Outline records:
====================

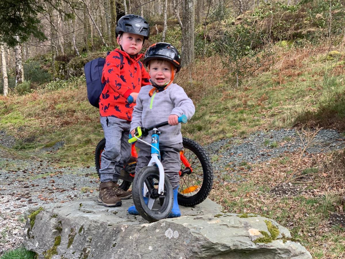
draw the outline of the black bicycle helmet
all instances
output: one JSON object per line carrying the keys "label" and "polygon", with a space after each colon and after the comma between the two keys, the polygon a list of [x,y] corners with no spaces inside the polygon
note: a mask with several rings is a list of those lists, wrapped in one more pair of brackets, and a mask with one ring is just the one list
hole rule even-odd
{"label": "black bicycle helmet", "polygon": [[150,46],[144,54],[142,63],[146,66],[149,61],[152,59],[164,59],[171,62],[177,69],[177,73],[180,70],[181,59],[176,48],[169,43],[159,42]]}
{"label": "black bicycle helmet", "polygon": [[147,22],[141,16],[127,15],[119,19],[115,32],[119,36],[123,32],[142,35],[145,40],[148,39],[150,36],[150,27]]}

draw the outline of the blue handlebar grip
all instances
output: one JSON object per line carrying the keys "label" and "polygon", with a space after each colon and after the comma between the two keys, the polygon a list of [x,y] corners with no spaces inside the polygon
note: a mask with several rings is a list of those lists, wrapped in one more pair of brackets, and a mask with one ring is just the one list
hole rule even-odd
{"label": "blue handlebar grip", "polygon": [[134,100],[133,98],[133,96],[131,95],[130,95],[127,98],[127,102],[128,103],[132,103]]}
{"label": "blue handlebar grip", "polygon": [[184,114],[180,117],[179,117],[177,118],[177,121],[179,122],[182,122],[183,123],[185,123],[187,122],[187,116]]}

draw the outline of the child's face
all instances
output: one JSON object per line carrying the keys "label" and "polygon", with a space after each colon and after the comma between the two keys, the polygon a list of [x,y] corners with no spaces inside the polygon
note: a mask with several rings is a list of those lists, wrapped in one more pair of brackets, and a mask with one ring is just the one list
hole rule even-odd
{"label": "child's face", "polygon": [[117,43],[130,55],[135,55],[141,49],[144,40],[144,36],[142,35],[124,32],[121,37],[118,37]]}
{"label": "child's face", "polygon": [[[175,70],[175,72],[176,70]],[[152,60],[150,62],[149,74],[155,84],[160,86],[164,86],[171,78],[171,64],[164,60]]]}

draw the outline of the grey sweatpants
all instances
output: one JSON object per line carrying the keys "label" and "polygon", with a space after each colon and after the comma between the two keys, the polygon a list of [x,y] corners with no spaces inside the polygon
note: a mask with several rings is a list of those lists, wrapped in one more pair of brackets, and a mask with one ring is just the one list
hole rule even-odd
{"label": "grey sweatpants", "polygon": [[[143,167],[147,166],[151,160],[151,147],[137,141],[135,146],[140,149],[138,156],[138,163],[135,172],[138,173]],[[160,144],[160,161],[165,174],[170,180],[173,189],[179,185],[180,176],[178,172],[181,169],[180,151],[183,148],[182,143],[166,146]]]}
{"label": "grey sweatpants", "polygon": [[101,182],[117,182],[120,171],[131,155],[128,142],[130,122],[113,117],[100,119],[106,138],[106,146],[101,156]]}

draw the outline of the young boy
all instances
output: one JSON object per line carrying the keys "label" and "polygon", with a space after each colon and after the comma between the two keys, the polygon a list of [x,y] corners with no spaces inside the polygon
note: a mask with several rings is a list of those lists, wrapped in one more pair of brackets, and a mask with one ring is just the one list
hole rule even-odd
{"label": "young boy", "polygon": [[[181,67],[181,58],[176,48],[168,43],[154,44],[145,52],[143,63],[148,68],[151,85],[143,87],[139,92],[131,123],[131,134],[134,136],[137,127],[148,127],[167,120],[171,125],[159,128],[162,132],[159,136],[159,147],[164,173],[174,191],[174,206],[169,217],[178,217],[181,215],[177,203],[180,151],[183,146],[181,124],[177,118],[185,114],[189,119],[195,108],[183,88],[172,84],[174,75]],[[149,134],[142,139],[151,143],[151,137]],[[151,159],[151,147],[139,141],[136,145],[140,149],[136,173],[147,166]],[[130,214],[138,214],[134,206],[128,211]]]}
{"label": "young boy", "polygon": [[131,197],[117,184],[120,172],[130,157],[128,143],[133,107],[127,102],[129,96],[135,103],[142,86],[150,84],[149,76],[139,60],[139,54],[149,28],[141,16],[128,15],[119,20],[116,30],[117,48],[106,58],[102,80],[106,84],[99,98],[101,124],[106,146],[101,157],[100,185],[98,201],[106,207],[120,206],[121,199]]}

====================

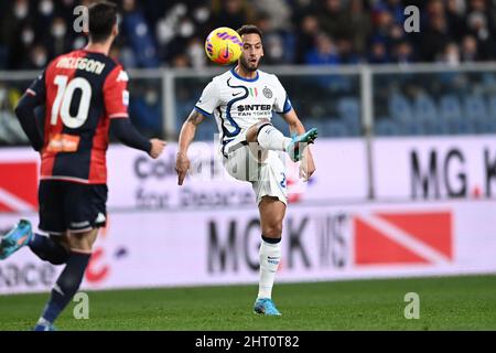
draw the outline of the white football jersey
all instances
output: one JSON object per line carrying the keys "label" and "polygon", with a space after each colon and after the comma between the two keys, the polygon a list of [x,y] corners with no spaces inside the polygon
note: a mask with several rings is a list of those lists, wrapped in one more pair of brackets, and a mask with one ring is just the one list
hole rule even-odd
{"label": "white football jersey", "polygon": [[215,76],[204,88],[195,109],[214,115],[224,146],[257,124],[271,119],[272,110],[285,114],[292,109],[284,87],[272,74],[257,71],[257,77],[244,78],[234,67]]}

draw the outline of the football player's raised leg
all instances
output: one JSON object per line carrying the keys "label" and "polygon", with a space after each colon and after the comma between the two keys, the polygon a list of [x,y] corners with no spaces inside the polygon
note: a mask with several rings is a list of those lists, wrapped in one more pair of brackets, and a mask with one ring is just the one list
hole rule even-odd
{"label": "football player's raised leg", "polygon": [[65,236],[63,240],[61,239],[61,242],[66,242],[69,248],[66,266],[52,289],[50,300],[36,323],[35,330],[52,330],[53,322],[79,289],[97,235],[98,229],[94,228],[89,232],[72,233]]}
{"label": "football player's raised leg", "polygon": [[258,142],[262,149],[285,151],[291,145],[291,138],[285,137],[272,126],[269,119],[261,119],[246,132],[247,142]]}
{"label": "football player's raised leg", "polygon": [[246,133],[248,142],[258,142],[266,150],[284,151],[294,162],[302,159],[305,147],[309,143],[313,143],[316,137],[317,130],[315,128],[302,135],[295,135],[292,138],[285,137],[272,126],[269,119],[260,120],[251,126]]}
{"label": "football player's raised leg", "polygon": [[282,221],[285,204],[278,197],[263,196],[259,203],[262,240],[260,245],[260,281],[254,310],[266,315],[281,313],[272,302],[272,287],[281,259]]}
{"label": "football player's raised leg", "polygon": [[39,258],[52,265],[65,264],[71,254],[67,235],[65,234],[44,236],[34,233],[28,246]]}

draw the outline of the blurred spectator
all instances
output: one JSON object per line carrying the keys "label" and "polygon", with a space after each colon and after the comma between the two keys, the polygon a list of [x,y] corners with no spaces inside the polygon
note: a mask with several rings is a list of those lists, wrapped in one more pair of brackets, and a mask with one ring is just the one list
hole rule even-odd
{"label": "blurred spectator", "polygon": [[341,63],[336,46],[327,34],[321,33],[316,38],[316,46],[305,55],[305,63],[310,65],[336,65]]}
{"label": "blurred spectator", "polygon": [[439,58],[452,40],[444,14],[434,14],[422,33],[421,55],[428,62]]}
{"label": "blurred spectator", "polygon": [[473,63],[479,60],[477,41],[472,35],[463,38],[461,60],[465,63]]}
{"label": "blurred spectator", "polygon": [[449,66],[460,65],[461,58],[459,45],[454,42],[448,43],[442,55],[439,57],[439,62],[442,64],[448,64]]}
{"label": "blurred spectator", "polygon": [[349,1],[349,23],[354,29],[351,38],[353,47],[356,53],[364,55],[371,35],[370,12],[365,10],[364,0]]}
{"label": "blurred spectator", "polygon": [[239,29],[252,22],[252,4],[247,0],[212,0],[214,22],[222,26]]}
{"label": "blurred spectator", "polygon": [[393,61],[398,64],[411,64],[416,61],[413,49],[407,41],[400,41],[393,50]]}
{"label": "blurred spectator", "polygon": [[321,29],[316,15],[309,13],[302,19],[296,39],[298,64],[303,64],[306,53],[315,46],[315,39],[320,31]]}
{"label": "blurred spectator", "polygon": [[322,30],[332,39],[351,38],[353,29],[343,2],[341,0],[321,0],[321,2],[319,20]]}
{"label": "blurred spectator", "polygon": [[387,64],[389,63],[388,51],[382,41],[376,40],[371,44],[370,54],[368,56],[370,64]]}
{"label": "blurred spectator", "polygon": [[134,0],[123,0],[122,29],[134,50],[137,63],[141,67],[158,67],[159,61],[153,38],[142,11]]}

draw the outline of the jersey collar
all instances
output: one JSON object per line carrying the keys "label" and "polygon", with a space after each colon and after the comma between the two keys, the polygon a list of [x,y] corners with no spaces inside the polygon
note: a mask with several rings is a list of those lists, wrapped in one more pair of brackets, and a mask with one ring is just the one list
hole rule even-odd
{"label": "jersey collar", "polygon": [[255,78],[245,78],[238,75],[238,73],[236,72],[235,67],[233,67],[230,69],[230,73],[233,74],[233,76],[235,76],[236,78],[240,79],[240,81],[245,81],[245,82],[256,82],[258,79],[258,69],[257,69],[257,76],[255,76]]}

====================

--- PROMPT ---
Pick out every line of the entries above that contains the string "draw", and copy each such line.

--- FINISHED EXERCISE ---
draw the outline of the black bicycle helmet
draw the outline of the blue handlebar grip
draw the outline of the child's face
draw the outline of the grey sweatpants
draw the outline of the young boy
draw the outline of the white football jersey
draw the outline of the football player's raised leg
draw the outline of the blurred spectator
draw the outline of the jersey collar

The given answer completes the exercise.